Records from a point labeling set

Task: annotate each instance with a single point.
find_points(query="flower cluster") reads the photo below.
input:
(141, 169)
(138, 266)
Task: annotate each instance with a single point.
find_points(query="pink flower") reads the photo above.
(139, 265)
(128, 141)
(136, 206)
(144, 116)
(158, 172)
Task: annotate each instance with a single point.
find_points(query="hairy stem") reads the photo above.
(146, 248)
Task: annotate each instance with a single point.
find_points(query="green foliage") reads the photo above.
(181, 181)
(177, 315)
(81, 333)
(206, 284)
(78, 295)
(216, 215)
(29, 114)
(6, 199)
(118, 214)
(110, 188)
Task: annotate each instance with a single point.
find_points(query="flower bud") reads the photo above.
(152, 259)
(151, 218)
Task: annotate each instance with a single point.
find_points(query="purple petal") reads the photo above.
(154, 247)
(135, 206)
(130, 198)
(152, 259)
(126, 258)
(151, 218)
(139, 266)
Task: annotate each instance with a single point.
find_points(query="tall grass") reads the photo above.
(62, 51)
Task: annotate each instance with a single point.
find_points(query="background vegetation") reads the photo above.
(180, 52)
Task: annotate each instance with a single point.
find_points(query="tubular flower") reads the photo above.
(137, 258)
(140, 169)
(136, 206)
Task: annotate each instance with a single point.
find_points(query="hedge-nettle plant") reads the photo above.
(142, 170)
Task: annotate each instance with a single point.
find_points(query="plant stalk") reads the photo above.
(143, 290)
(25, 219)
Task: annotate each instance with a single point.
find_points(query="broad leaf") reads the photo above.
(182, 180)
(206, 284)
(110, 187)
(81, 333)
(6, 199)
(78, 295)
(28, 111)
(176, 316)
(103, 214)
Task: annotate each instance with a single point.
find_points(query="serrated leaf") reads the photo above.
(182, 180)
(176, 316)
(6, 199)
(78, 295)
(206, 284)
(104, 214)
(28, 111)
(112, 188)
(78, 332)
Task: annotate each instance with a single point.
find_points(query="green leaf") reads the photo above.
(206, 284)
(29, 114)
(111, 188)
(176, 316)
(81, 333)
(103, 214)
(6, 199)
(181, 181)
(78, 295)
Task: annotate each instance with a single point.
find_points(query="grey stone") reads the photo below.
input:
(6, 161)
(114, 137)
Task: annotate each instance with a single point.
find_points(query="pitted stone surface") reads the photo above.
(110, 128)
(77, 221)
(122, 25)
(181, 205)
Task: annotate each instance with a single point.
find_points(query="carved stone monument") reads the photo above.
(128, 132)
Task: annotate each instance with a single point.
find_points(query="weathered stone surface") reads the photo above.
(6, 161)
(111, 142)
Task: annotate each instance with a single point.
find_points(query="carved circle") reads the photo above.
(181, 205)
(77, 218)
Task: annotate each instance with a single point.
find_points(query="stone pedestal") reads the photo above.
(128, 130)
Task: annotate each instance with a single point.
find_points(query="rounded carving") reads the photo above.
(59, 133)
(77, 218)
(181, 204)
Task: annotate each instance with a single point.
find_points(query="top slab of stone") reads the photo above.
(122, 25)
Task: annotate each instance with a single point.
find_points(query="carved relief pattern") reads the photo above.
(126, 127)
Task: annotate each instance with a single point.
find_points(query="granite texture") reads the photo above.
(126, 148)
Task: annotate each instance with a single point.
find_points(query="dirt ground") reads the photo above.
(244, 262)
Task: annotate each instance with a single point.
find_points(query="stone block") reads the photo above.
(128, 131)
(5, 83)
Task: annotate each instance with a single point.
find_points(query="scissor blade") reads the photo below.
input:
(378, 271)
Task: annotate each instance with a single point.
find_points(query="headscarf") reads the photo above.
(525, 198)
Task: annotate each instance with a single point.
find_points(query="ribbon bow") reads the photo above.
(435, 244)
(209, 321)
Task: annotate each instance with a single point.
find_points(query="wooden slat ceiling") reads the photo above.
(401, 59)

**Problem description**
How many lines in the rows above contain the word "leaf"? Reply with the number only.

**Output of the task**
3